> PROBLEM 1: Reproduce the São Paulo metro article between "Before Brazil’s preparations" and "train before entering.", inclusive, with "platform" replaced by "boarding area".
> PROBLEM 2: According to the São Paulo metro article, in how many languages are the new signs written?

> READING TEXT:
════════════════════

Before Brazil’s preparations for the World Cup began, the safety doors at São Paulo’s Sacomã metro station asked passengers waiting on the platform to allow for the “alightment” of those in the train before entering.

For those who could read the Portuguese version of the sign, it was easy to see that something had been lost in translation. Clearly the metro system in the largest city in South America wanted people on the platform to let passengers exit a train before pushing their way in.

Just a couple years ago, those confusing yellow signs on the glass safety doors were covered by new, corrected ones. And now that the World Cup is just days away from kicking off in the city with a population that surpasses 11 million, new signs written in six languages have appeared in several stations letting visitors know that they can ask metro workers for help.

Whether they’ll get an answer is the question.

════════════════════

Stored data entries
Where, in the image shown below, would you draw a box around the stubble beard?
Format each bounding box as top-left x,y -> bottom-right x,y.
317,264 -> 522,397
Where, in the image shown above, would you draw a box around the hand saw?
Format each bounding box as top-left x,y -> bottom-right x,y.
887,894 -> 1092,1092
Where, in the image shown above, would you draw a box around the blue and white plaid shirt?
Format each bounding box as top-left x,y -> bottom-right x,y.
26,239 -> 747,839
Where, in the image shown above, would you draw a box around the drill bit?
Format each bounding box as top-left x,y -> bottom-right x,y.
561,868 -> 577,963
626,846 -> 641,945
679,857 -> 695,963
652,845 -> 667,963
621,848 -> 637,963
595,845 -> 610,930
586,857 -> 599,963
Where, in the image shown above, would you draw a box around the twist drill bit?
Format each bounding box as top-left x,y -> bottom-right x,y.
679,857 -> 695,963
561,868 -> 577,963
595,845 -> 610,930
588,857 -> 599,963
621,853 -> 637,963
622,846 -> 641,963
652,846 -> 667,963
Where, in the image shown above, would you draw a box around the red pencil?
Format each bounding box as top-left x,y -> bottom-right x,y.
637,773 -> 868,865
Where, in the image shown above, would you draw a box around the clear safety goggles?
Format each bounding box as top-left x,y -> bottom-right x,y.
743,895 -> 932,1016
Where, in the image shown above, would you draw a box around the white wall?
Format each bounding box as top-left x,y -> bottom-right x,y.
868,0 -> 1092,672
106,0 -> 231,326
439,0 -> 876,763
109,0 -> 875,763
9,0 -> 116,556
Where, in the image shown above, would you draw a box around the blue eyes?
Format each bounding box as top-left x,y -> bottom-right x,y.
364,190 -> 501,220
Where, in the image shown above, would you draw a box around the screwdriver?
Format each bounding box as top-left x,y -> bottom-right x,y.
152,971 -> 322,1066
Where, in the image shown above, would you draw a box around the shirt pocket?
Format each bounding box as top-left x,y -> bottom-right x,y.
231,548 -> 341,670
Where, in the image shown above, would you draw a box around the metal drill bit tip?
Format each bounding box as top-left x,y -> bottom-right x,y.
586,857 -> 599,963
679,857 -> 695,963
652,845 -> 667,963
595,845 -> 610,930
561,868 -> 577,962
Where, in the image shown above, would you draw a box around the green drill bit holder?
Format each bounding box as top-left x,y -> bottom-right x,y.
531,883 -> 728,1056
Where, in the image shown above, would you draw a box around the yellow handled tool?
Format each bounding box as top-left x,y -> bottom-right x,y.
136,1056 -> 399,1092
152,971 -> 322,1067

════════════════════

> SOLUTION 1:
Before Brazil’s preparations for the World Cup began, the safety doors at São Paulo’s Sacomã metro station asked passengers waiting on the boarding area to allow for the “alightment” of those in the train before entering.

> SOLUTION 2: Six languages.